- [SHORT TASK] Retype exactly the lines below, starting with the line that contains "Where can you spot the woman in white" and ending with the last line; leave out any pictures.
-- start DATA SHOWN --
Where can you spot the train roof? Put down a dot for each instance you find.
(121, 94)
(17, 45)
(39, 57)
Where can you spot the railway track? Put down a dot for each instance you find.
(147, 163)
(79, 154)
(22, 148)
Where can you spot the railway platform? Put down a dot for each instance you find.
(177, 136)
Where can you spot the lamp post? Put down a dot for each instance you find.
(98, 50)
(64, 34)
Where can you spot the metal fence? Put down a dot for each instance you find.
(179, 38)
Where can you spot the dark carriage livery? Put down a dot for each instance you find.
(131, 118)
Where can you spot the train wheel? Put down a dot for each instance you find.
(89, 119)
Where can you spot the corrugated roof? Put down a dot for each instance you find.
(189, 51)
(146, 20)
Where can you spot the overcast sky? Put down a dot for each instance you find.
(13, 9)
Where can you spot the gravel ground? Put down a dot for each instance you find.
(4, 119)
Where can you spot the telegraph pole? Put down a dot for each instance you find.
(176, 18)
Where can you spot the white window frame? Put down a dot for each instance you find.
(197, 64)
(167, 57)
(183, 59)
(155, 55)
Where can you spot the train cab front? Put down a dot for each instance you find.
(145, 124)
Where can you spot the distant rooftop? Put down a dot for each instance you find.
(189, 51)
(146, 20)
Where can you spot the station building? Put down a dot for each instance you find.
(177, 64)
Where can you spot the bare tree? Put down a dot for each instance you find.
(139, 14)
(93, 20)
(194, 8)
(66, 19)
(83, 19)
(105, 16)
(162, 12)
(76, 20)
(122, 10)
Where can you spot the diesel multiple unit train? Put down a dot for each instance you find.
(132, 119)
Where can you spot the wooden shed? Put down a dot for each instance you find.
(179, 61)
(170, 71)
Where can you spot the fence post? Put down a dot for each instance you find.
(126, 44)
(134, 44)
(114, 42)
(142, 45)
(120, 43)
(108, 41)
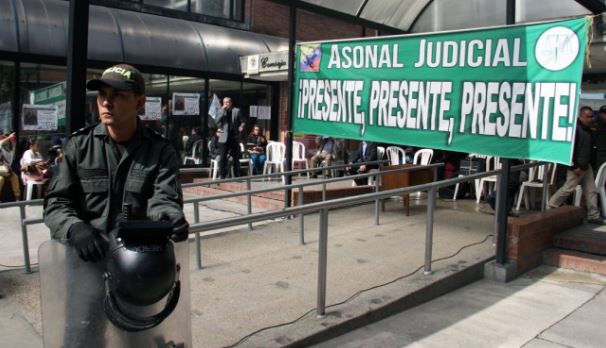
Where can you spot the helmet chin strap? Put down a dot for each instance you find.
(133, 323)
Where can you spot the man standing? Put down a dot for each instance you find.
(367, 152)
(230, 124)
(327, 150)
(581, 173)
(114, 162)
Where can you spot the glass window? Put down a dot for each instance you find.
(215, 8)
(42, 96)
(7, 75)
(182, 112)
(180, 5)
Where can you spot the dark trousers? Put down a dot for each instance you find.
(232, 148)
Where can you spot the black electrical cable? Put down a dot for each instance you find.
(357, 293)
(20, 266)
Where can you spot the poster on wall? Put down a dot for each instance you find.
(503, 91)
(39, 117)
(6, 117)
(260, 112)
(53, 95)
(186, 104)
(152, 109)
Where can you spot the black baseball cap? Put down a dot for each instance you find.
(121, 77)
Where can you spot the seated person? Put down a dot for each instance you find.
(33, 165)
(327, 150)
(196, 135)
(367, 152)
(7, 151)
(256, 145)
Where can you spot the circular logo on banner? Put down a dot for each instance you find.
(557, 48)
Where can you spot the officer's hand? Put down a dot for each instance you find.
(89, 243)
(180, 227)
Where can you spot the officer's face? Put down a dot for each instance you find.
(118, 108)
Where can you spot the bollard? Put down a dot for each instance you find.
(377, 189)
(546, 181)
(249, 201)
(24, 240)
(198, 241)
(431, 203)
(322, 264)
(301, 219)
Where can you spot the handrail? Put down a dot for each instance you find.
(305, 184)
(291, 173)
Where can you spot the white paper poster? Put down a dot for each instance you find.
(264, 112)
(152, 109)
(214, 110)
(186, 104)
(39, 117)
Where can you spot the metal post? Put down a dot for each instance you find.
(301, 219)
(377, 189)
(77, 56)
(546, 181)
(501, 213)
(431, 203)
(248, 201)
(198, 246)
(292, 36)
(24, 241)
(322, 263)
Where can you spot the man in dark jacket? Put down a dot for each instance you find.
(367, 152)
(581, 173)
(117, 161)
(231, 124)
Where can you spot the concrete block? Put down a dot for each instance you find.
(502, 273)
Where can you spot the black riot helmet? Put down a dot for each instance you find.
(141, 271)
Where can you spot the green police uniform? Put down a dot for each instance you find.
(97, 175)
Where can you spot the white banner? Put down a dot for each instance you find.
(152, 109)
(39, 117)
(186, 104)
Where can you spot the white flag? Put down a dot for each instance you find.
(215, 107)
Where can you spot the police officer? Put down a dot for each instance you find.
(114, 162)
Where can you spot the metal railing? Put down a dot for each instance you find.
(300, 210)
(325, 206)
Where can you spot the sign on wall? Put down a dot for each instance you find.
(186, 104)
(152, 109)
(39, 117)
(507, 91)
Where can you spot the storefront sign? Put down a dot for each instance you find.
(152, 109)
(39, 117)
(508, 91)
(186, 104)
(273, 62)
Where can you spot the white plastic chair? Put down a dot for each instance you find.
(298, 155)
(536, 177)
(454, 197)
(600, 181)
(275, 153)
(245, 159)
(492, 163)
(195, 153)
(395, 155)
(423, 157)
(380, 152)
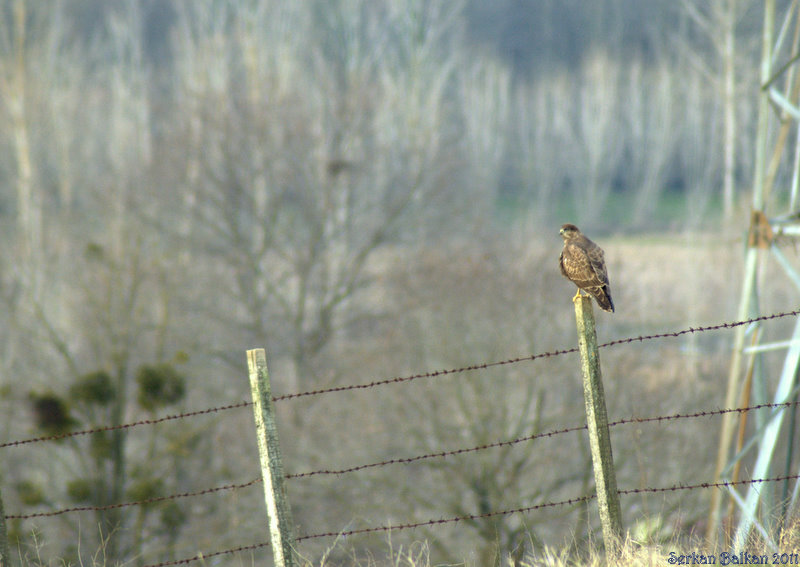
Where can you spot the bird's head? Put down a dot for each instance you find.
(569, 231)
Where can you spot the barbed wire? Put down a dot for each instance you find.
(456, 519)
(401, 379)
(485, 365)
(135, 503)
(674, 488)
(125, 425)
(407, 460)
(204, 556)
(533, 437)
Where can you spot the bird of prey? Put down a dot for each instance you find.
(583, 264)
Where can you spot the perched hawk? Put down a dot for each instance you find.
(582, 263)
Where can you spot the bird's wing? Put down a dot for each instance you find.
(577, 266)
(595, 256)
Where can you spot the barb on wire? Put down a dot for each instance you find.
(531, 357)
(204, 556)
(125, 425)
(134, 503)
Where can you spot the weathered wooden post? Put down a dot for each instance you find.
(281, 525)
(605, 477)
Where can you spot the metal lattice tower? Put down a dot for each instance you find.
(777, 152)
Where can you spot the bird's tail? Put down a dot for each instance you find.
(603, 297)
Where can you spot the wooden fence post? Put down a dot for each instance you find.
(281, 525)
(605, 477)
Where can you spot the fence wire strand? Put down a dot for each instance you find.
(401, 379)
(485, 365)
(456, 519)
(125, 425)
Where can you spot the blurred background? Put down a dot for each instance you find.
(366, 189)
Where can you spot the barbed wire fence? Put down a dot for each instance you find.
(422, 457)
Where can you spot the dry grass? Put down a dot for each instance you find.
(445, 308)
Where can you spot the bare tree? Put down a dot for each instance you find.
(312, 155)
(718, 21)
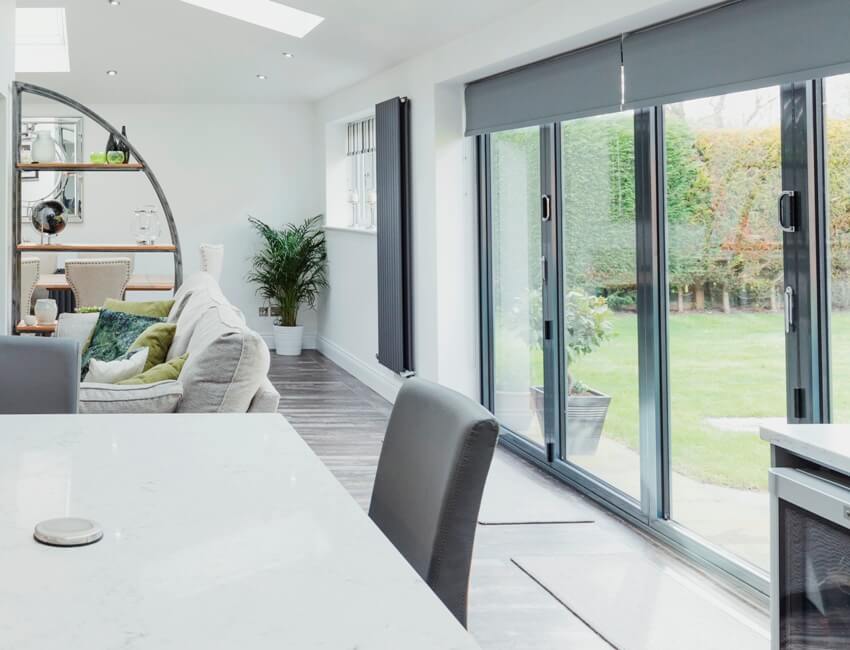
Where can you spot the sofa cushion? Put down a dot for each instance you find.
(227, 363)
(79, 327)
(163, 397)
(156, 308)
(168, 371)
(113, 335)
(157, 339)
(113, 372)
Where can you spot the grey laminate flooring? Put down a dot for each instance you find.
(344, 422)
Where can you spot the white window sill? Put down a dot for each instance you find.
(352, 229)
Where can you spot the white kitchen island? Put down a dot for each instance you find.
(220, 531)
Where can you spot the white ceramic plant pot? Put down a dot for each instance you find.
(287, 340)
(46, 311)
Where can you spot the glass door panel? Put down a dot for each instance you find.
(517, 282)
(600, 299)
(726, 342)
(837, 116)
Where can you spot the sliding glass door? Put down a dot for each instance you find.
(837, 118)
(656, 286)
(517, 300)
(726, 336)
(601, 419)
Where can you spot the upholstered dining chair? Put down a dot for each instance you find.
(95, 280)
(29, 278)
(431, 473)
(212, 259)
(40, 375)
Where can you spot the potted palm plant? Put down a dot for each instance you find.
(290, 270)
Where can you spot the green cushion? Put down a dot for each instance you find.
(113, 335)
(157, 338)
(163, 372)
(153, 308)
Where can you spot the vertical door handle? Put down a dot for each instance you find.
(789, 310)
(547, 207)
(785, 206)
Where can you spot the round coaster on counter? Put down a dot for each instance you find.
(68, 531)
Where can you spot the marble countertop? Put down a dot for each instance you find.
(220, 531)
(826, 444)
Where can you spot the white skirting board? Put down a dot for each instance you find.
(309, 342)
(383, 382)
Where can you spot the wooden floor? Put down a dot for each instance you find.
(344, 422)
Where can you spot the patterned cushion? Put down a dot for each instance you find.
(113, 335)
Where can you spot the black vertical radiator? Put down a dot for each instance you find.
(395, 287)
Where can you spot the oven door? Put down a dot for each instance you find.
(810, 603)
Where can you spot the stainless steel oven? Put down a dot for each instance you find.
(810, 584)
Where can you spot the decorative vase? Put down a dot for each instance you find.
(48, 218)
(147, 225)
(43, 147)
(119, 144)
(46, 311)
(287, 340)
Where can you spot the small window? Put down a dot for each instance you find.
(362, 192)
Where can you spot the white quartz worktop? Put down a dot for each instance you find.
(825, 444)
(220, 532)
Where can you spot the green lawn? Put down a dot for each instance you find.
(720, 366)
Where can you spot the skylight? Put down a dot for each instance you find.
(265, 13)
(41, 40)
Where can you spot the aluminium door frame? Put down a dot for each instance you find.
(806, 270)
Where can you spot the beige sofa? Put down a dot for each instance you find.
(226, 371)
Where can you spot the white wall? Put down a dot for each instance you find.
(7, 76)
(445, 271)
(217, 164)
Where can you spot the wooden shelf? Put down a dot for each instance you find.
(96, 248)
(23, 328)
(79, 167)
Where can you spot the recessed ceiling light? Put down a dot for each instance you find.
(265, 13)
(41, 40)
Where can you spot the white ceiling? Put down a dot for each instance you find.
(170, 51)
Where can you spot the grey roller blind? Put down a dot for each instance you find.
(584, 82)
(737, 46)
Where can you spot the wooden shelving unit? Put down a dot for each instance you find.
(79, 167)
(44, 330)
(19, 247)
(96, 248)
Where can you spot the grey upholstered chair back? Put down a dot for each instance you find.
(39, 375)
(96, 279)
(431, 475)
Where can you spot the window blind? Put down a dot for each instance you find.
(584, 82)
(360, 137)
(736, 46)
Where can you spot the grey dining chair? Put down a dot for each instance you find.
(431, 473)
(39, 375)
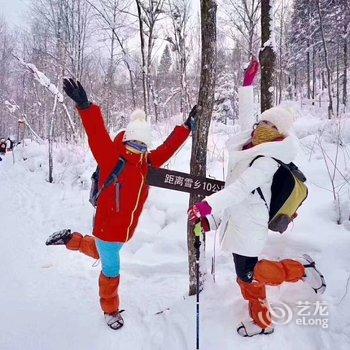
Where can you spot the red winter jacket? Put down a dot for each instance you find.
(120, 206)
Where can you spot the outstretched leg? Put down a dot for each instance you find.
(252, 277)
(75, 241)
(109, 282)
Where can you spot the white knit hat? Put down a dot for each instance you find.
(281, 117)
(138, 128)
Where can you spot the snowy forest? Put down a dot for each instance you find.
(132, 54)
(184, 63)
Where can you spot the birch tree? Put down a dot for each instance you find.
(267, 55)
(205, 106)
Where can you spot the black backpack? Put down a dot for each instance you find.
(288, 192)
(95, 192)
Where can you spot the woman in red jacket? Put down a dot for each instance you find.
(119, 206)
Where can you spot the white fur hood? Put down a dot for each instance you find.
(284, 150)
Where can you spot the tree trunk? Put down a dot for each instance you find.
(345, 73)
(330, 102)
(142, 40)
(205, 105)
(308, 67)
(267, 57)
(338, 79)
(313, 76)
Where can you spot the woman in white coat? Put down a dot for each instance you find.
(241, 216)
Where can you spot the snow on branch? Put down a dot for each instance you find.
(12, 109)
(41, 78)
(45, 81)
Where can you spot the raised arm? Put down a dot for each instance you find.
(99, 140)
(173, 143)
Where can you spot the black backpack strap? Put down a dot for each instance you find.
(113, 178)
(259, 189)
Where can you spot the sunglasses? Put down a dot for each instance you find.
(262, 122)
(139, 146)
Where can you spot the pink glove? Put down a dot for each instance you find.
(198, 211)
(251, 73)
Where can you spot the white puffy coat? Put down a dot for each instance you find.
(244, 216)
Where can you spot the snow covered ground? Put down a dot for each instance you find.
(49, 297)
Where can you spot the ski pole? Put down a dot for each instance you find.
(197, 243)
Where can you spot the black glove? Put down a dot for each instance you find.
(191, 120)
(76, 92)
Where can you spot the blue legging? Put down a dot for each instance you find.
(110, 257)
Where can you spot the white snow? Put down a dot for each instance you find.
(49, 296)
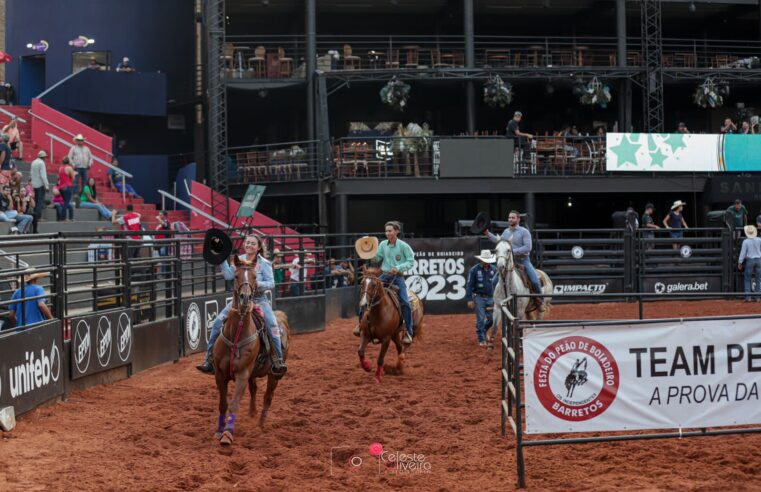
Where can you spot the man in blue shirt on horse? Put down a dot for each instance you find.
-- end DATA SHOWN --
- [OUTPUT BELOW]
Where can you spot the woman in white coat? Put down a dot for each instance you find.
(241, 216)
Where can you spot the snow on branch? Put down a dot for each instance you find.
(12, 109)
(41, 78)
(45, 81)
Where can you spot the raised arm? Put down a dot for each instance you find.
(99, 140)
(173, 143)
Where can you spot the black backpack strap? Put down a dot for each instance you find.
(113, 178)
(259, 189)
Where can you spot the sunglasses? Put down a dot for each instance you find.
(262, 122)
(139, 146)
Where can you spot the pink glove? Put down a dot for each instance you find.
(198, 211)
(251, 73)
Where can you spot the white puffy coat? Put down a dot for each instance you find.
(244, 216)
Where can you spot the snow covered ground? Put down a dot for each instance you find.
(49, 297)
Where can you spot the ski pole? Put down a dot for each instance you find.
(197, 243)
Where can you spot the black glove? Put down a dot for each instance you find.
(191, 120)
(76, 92)
Where can you spot the blue legging? Put down a dot for each instance you find.
(110, 257)
Where can you spot the white snow? Put down a dot for each instance you find.
(49, 296)
Where can you spot the man in blue shirt on horse? Put down a dot for each instance you find.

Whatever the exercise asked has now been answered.